++++ Provided data ++++

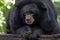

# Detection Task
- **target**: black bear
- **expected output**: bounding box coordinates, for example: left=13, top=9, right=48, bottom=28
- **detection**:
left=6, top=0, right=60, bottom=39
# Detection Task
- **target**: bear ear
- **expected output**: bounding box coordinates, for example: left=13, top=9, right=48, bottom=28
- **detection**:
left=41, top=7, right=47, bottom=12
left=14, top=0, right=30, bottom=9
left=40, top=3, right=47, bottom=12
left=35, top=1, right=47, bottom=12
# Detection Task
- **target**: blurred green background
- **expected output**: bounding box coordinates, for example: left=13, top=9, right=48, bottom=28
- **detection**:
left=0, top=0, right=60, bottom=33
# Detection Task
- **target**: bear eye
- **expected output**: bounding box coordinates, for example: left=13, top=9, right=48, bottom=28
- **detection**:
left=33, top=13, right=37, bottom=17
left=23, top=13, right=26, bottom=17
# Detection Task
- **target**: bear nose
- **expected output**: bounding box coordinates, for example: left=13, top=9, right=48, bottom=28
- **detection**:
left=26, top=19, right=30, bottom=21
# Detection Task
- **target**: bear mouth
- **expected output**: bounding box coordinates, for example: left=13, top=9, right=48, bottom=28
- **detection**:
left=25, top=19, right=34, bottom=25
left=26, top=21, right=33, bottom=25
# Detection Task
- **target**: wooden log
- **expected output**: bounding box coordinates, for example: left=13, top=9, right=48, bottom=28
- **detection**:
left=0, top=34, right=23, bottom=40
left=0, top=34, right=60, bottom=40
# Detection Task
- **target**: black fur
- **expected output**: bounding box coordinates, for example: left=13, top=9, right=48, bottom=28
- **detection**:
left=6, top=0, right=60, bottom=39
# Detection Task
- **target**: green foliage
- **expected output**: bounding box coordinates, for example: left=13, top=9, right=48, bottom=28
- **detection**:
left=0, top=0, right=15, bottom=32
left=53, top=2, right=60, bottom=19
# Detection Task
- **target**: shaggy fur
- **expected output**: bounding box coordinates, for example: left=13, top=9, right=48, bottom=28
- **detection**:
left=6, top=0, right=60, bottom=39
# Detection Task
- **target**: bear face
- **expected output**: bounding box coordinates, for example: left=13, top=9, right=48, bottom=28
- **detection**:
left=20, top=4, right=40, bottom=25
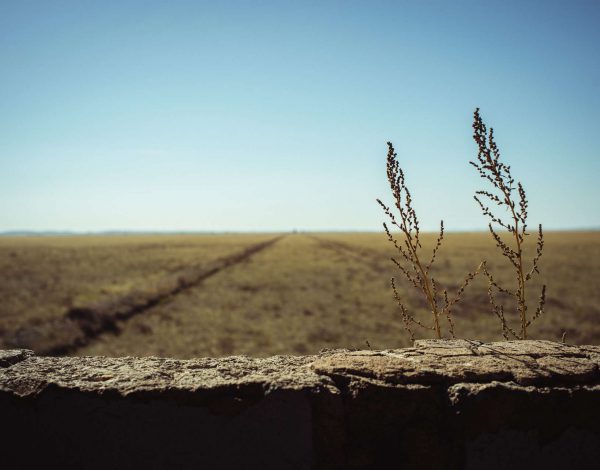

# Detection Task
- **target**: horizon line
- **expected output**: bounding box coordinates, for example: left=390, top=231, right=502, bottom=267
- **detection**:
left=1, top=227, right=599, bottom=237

++++
++++ Provided data ++++

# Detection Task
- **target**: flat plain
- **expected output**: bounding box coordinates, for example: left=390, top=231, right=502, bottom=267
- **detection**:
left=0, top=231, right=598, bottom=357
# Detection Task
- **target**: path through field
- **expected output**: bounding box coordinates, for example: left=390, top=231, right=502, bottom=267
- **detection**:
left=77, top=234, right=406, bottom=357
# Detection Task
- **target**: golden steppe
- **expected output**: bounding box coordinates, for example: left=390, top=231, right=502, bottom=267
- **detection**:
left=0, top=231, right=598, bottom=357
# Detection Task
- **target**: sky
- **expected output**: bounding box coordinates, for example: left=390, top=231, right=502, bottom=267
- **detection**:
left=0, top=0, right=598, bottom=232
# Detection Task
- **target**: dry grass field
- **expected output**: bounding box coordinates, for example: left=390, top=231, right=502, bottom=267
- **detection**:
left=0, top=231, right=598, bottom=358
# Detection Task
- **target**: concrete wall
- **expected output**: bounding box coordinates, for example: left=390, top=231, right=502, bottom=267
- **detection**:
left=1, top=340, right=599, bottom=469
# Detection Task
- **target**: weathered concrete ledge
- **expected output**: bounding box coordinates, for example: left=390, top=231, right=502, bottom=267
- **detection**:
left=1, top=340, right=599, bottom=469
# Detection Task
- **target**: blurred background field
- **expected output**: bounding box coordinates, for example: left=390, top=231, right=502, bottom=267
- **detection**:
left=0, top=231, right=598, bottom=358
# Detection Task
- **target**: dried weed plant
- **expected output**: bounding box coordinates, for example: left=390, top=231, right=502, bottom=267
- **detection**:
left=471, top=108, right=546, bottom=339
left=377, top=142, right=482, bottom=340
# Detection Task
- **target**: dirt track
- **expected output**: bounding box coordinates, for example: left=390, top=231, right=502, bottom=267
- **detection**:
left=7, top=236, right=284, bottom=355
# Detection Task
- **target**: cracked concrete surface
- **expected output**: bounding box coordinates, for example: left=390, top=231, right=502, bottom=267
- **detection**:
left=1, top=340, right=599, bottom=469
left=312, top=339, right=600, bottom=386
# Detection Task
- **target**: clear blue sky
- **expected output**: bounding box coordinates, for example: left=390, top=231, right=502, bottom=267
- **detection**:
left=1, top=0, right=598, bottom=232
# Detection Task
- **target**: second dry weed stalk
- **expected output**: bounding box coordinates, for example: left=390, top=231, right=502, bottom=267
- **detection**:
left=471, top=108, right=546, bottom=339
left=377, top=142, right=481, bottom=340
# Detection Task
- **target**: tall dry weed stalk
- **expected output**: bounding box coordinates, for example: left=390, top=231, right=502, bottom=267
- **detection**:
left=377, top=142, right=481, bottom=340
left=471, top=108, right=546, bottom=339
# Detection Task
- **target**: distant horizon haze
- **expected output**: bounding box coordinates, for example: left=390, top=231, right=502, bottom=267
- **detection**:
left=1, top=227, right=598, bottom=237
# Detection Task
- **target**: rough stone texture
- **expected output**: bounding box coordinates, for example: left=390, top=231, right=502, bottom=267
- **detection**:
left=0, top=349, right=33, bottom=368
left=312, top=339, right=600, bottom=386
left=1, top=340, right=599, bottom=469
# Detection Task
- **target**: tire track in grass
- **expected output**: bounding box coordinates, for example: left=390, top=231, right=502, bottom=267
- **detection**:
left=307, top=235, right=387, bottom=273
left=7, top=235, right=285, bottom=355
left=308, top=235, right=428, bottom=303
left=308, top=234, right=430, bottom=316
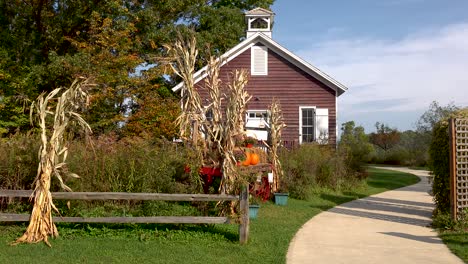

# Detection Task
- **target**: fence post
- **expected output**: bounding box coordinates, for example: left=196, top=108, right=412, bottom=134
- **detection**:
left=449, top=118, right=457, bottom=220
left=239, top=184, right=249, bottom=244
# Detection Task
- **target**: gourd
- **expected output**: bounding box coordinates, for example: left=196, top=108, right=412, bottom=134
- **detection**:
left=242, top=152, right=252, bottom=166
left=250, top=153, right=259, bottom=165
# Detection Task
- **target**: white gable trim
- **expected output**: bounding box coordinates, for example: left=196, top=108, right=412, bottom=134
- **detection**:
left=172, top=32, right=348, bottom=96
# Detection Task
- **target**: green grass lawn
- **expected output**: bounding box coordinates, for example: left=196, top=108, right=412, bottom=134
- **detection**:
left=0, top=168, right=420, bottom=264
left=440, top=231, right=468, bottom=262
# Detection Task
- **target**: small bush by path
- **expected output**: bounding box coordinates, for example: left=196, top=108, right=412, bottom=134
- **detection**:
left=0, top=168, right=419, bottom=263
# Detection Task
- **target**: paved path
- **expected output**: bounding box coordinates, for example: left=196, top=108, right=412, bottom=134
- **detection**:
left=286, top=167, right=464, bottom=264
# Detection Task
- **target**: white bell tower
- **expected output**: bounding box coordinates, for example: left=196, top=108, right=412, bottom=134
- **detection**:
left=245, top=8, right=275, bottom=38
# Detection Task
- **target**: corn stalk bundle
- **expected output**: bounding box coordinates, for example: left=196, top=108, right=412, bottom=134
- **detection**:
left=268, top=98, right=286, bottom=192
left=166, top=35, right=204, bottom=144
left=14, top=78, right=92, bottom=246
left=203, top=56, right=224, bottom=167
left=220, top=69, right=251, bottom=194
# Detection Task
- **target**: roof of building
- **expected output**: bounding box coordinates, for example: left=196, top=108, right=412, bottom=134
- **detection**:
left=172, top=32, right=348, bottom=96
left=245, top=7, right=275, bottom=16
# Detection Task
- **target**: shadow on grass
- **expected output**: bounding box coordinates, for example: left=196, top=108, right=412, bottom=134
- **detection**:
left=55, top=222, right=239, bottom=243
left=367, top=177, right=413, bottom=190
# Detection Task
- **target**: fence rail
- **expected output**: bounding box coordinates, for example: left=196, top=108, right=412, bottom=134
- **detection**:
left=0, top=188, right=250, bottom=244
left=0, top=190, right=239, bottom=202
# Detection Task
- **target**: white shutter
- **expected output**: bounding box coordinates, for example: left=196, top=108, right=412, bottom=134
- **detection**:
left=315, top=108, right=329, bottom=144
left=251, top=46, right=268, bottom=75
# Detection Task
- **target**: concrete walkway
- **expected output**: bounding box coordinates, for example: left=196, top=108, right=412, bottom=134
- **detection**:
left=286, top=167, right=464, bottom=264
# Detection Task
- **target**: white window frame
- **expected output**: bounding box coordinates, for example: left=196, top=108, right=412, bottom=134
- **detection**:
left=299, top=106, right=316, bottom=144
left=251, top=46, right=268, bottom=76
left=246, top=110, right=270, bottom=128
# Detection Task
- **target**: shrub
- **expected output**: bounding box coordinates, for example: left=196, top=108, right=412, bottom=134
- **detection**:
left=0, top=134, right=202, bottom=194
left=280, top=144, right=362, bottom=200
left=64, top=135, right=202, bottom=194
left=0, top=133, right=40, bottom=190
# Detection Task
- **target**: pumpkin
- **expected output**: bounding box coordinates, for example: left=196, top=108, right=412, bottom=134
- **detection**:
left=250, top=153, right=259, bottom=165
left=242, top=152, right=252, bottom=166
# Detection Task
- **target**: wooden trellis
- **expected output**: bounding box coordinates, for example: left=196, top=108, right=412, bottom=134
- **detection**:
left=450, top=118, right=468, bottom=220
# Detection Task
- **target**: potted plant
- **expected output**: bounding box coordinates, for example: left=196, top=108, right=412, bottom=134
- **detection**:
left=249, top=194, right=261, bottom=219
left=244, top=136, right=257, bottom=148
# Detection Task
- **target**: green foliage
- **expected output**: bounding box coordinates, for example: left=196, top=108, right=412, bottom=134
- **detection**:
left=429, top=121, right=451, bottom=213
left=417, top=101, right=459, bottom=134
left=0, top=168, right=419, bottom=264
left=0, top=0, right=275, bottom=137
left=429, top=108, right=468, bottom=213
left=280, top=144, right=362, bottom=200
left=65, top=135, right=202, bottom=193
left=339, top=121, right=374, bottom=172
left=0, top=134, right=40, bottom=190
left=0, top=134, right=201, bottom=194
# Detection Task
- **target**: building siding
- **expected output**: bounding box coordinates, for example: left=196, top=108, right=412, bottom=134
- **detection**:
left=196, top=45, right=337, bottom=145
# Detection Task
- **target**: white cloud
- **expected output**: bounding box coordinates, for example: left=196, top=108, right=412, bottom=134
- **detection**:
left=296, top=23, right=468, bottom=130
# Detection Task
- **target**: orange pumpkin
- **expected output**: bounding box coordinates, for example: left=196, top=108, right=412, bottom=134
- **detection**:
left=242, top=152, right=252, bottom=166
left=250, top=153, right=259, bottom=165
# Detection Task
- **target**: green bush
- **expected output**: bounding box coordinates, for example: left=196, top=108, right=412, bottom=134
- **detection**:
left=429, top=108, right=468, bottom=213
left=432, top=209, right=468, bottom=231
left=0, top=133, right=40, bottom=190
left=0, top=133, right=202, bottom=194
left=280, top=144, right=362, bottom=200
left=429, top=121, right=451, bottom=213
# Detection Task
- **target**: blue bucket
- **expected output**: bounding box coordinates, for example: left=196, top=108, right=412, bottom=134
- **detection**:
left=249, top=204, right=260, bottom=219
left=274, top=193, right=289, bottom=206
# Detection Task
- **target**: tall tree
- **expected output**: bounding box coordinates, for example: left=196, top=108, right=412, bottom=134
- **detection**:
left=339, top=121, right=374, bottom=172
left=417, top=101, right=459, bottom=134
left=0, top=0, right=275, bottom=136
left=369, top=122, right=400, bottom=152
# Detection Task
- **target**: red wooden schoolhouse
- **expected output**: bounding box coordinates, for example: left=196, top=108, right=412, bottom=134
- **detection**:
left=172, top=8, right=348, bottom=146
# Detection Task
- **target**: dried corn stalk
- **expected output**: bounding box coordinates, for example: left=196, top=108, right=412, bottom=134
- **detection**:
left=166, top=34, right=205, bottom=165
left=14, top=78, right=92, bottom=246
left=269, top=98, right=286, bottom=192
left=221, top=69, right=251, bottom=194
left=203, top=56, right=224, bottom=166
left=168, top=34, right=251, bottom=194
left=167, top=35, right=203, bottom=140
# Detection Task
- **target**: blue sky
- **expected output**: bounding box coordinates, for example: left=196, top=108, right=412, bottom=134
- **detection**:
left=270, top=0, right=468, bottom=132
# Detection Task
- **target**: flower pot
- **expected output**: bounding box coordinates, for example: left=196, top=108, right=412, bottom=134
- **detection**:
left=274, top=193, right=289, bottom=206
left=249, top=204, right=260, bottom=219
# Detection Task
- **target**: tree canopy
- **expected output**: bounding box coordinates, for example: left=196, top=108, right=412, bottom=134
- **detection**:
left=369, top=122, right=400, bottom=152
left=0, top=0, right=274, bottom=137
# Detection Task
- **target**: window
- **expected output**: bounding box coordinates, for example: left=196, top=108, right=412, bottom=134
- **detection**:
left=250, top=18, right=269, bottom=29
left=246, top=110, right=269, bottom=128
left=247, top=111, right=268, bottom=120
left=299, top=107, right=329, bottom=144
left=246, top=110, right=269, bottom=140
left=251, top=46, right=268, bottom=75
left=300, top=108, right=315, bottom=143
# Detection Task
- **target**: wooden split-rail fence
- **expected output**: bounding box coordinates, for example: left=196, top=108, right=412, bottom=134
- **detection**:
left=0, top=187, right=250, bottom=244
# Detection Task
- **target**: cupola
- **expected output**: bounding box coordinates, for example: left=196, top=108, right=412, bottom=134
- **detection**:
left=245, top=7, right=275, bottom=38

++++
++++ Provided data ++++

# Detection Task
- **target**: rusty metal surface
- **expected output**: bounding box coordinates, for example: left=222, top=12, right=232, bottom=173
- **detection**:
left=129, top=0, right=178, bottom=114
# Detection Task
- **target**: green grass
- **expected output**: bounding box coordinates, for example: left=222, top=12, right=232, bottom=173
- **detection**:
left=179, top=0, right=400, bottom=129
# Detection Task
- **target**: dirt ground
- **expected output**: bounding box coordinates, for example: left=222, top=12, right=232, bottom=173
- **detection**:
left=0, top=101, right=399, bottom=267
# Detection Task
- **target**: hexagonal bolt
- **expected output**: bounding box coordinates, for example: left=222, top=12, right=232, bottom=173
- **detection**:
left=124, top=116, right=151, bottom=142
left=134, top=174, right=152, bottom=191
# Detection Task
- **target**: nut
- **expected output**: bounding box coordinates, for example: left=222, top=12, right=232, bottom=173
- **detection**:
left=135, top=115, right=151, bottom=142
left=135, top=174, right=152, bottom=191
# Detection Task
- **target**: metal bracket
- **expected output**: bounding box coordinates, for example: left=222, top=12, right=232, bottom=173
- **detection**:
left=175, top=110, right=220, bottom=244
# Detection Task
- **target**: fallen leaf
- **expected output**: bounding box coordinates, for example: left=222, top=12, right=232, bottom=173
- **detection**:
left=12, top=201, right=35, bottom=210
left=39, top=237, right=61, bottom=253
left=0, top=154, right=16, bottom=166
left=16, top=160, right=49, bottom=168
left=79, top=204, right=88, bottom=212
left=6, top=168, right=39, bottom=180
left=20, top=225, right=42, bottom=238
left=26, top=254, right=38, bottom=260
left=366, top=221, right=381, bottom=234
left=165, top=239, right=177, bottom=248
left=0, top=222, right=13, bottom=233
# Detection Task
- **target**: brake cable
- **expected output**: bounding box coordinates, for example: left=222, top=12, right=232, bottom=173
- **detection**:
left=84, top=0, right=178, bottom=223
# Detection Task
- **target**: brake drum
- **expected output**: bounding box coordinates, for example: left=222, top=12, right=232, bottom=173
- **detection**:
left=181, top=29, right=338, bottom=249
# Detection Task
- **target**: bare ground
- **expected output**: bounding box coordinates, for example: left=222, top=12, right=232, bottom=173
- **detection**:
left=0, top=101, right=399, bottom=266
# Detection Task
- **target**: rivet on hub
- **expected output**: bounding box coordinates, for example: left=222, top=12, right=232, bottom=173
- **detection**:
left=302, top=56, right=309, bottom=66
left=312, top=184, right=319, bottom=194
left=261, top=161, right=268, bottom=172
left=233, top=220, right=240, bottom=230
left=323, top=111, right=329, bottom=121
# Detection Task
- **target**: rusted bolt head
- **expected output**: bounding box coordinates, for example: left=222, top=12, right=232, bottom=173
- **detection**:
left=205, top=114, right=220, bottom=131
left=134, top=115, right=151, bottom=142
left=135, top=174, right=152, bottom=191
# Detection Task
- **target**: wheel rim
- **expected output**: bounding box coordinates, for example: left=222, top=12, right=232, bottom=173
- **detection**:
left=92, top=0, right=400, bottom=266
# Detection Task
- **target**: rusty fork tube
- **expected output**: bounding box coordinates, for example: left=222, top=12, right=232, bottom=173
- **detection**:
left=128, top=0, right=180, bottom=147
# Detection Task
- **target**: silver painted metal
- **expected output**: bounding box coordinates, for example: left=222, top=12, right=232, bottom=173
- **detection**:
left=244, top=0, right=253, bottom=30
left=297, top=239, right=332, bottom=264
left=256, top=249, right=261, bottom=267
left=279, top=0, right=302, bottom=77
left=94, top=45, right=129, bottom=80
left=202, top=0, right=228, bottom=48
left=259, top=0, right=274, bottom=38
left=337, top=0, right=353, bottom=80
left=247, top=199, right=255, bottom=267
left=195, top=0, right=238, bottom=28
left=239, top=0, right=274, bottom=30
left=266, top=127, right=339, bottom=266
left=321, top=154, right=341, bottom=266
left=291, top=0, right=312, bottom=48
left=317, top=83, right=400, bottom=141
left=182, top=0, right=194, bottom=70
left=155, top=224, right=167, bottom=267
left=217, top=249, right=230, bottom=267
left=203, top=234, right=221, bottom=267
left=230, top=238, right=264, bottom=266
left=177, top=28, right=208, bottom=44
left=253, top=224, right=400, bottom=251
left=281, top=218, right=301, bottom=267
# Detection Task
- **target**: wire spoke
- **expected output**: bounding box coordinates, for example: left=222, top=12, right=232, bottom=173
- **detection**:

++++

Directions »
From the records, copy every line that has the string "fence" in it.

Completed exercise »
- **target**: fence post
- **target**: fence rail
- **target**: wooden split-rail fence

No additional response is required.